(Region pointing data)
------------------------
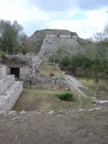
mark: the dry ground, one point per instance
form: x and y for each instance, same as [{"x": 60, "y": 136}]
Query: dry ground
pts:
[
  {"x": 53, "y": 121},
  {"x": 60, "y": 127}
]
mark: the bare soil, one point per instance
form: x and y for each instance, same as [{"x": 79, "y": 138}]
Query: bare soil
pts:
[{"x": 59, "y": 127}]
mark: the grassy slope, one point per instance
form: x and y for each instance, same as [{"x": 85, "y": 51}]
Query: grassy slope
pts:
[
  {"x": 43, "y": 99},
  {"x": 90, "y": 83}
]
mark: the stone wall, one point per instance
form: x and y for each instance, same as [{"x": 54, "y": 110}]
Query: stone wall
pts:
[{"x": 10, "y": 90}]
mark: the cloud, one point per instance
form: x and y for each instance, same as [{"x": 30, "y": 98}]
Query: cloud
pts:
[
  {"x": 84, "y": 17},
  {"x": 92, "y": 4},
  {"x": 54, "y": 5},
  {"x": 93, "y": 22}
]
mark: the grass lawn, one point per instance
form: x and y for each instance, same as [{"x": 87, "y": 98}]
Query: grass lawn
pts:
[
  {"x": 47, "y": 68},
  {"x": 34, "y": 99},
  {"x": 90, "y": 83}
]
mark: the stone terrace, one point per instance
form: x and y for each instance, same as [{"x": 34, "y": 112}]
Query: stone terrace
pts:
[{"x": 9, "y": 90}]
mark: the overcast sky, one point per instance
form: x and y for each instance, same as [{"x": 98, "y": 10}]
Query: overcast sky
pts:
[{"x": 86, "y": 17}]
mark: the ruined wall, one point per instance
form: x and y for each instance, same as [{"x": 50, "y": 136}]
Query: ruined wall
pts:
[{"x": 10, "y": 90}]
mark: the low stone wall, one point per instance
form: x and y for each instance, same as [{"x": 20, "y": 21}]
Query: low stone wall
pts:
[
  {"x": 10, "y": 90},
  {"x": 2, "y": 71},
  {"x": 10, "y": 96}
]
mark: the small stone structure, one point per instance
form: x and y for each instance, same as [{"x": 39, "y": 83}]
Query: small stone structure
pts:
[{"x": 9, "y": 90}]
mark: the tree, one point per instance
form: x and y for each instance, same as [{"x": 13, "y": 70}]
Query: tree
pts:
[{"x": 9, "y": 35}]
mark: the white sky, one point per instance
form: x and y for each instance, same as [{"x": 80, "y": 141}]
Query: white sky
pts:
[{"x": 86, "y": 17}]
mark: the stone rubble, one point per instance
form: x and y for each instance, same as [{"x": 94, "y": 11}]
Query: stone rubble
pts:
[{"x": 9, "y": 90}]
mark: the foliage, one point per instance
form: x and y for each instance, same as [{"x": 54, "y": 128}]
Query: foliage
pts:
[
  {"x": 11, "y": 37},
  {"x": 65, "y": 97}
]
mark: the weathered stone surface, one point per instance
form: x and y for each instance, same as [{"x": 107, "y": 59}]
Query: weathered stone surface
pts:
[{"x": 9, "y": 90}]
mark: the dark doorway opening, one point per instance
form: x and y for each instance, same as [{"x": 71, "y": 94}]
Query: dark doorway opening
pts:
[{"x": 15, "y": 71}]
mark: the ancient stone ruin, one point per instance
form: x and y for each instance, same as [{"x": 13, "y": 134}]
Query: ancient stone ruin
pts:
[{"x": 9, "y": 90}]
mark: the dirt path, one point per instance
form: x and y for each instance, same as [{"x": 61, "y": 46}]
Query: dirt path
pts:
[{"x": 63, "y": 127}]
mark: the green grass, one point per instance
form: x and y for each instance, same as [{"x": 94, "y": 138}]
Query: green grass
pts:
[
  {"x": 39, "y": 100},
  {"x": 47, "y": 68},
  {"x": 90, "y": 83}
]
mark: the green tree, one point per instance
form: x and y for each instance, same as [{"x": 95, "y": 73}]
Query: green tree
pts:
[{"x": 9, "y": 35}]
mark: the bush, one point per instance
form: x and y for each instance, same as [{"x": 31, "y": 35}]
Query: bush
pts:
[{"x": 65, "y": 97}]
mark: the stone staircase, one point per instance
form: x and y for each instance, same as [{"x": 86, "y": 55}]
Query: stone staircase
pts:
[{"x": 9, "y": 90}]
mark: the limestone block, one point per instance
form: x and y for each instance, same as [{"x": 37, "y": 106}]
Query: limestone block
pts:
[
  {"x": 2, "y": 71},
  {"x": 6, "y": 82},
  {"x": 10, "y": 96}
]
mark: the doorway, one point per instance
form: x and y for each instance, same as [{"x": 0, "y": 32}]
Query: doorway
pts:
[{"x": 15, "y": 71}]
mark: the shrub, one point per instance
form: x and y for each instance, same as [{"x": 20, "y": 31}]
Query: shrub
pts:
[{"x": 65, "y": 97}]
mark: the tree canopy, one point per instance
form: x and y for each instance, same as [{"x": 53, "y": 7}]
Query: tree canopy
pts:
[{"x": 11, "y": 36}]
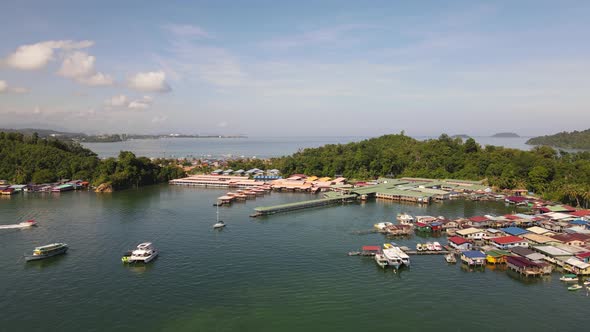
------------------------
* _Task details_: From the line that contains "Query: weathered stone surface" to the last line of the records above, copy each line exactly, both ends included, and leave the pictures out.

* _Expected answer_:
Query: weathered stone surface
pts:
[{"x": 9, "y": 90}]
mark: the dark doorway opening, one point per instance
form: x and y for each instance, same as [{"x": 71, "y": 94}]
Query: dark doorway opening
pts:
[{"x": 15, "y": 71}]
mark: the ancient stone ruin, one point per instance
form: x and y for each instance, same as [{"x": 13, "y": 134}]
Query: ancient stone ruin
pts:
[{"x": 9, "y": 90}]
mark: the dirt path, one point per instance
form: x and y for each instance, same as [{"x": 61, "y": 46}]
Query: dirt path
pts:
[{"x": 63, "y": 127}]
mark: the green grass, one point per instance
form: x and y for each instance, same as [{"x": 94, "y": 138}]
Query: green grass
pts:
[
  {"x": 39, "y": 100},
  {"x": 47, "y": 68},
  {"x": 90, "y": 83}
]
mark: the green tree, one point per instance
form: x and y for each instance, same as [{"x": 95, "y": 73}]
Query: green tree
pts:
[{"x": 9, "y": 35}]
mark: the bush, one point per instance
form: x and y for each instance, same as [{"x": 31, "y": 35}]
Query: bush
pts:
[{"x": 65, "y": 97}]
mark: the stone staircase, one point per instance
form: x and y for each instance, same as [{"x": 86, "y": 55}]
Query: stone staircase
pts:
[{"x": 9, "y": 90}]
mark: the limestone block, one point per instance
form: x and y for each instance, same as [{"x": 37, "y": 106}]
Query: limestone block
pts:
[
  {"x": 2, "y": 71},
  {"x": 6, "y": 82},
  {"x": 10, "y": 96}
]
mark: the doorway, one point per instance
form: x and y for each instance, same as [{"x": 0, "y": 32}]
Query: doorway
pts:
[{"x": 15, "y": 71}]
mark: the shrub, one point per instance
form: x and y for each instance, same as [{"x": 20, "y": 31}]
Query: shrub
pts:
[{"x": 65, "y": 97}]
mark: the tree canopy, one point per instance
form: x and y for each instance, same as [{"x": 53, "y": 7}]
Query: tree canopy
pts:
[{"x": 11, "y": 36}]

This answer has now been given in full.